Stored entries |
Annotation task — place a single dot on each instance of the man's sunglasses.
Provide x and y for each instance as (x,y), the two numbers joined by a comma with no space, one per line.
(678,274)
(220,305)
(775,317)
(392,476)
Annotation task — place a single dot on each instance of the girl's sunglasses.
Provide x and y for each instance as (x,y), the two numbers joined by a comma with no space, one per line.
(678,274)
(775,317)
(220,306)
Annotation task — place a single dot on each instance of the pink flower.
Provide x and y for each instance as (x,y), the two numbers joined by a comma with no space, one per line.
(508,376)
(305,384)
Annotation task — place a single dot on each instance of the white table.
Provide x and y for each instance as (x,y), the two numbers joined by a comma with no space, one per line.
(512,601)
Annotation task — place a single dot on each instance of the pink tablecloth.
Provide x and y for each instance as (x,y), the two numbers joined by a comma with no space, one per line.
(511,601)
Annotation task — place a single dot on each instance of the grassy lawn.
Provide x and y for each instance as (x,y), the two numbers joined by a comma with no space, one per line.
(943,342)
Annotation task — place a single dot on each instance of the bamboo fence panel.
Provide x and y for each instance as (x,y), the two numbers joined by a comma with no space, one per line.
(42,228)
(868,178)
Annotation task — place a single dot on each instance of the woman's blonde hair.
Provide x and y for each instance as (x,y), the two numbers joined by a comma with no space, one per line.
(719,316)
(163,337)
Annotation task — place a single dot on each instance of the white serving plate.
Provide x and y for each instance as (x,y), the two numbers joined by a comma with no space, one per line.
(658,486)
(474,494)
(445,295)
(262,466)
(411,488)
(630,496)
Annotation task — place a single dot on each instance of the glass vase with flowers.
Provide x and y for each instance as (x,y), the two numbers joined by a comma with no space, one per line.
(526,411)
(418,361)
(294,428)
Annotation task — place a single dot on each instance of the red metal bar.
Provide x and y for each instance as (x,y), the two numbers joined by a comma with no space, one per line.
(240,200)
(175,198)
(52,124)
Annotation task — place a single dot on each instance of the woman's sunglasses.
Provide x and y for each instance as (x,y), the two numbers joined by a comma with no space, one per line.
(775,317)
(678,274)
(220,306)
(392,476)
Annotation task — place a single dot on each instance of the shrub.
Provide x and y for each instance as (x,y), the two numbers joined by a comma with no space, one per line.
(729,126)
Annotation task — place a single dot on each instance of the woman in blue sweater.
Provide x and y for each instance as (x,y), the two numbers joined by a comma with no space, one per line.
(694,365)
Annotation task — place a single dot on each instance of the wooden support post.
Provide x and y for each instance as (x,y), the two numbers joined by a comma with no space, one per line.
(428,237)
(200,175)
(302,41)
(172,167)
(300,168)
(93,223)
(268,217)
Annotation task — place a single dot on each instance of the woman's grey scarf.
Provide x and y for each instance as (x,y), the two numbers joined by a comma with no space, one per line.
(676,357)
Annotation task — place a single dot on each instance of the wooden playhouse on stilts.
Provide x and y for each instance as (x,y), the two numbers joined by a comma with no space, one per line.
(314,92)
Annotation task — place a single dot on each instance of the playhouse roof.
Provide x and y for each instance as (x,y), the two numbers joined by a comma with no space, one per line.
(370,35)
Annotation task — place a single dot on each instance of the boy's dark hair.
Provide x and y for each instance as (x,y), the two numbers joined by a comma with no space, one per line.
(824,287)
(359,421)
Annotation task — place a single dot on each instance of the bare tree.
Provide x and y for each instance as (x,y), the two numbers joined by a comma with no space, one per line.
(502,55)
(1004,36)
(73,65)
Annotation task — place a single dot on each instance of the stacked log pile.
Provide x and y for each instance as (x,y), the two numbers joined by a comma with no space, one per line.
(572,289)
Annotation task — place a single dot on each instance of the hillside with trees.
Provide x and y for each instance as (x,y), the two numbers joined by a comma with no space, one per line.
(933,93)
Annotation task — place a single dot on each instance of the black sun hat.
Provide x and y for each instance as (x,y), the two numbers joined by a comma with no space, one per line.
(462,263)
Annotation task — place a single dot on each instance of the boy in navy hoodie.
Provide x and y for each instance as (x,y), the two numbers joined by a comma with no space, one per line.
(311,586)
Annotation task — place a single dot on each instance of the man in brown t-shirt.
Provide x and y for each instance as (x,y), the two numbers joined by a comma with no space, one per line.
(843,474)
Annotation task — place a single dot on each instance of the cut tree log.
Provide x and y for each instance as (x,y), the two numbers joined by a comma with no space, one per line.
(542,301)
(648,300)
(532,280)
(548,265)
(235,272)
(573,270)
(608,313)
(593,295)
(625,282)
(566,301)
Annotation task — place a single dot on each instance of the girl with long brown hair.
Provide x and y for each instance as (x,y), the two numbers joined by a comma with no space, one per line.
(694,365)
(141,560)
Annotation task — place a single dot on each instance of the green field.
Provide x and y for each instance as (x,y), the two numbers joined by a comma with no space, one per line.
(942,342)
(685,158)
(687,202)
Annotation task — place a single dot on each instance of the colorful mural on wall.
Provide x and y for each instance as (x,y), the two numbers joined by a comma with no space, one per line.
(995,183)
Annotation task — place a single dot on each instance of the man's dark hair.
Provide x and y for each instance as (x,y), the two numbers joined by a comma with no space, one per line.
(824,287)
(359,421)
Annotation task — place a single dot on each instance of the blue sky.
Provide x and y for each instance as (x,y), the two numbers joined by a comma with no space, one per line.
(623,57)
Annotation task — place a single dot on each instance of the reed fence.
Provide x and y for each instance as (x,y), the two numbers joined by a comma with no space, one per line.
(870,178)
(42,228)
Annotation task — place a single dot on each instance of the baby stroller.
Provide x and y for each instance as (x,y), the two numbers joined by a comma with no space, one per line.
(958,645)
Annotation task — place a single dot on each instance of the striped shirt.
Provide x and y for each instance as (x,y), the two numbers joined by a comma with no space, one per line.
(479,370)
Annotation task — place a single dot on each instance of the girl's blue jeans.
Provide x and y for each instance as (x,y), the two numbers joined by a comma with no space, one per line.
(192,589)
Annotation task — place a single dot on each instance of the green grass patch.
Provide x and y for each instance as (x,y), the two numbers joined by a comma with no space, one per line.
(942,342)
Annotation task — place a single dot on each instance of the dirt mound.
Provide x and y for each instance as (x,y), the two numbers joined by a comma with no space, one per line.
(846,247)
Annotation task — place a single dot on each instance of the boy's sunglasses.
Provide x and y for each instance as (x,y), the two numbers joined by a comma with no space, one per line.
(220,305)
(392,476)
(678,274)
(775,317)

Activity |
From the entries above, extract only the lines running from the one containing "stacked log pile." through the one containing "in navy hoodie.", inclusive.

Result of the exercise |
Annotation task — place a single dot on each instance of the stacked log pile.
Provide x and y for each instance as (x,y), the two numbers joined by a comma with no space, one per line.
(572,289)
Annotation task — place a single dot on each instance of the hillside with trees.
Provide x and y for each instance as (x,y), the two numbers joined by a comma with no space, one per line.
(933,93)
Annotation task — place a single dot on each instance of the black sun hat.
Provide x and y for each instance as (x,y), the two numbers joined by a comma with no space, one per line.
(462,263)
Annotation task — place a single dot on each instance of the boy in navy hoodie.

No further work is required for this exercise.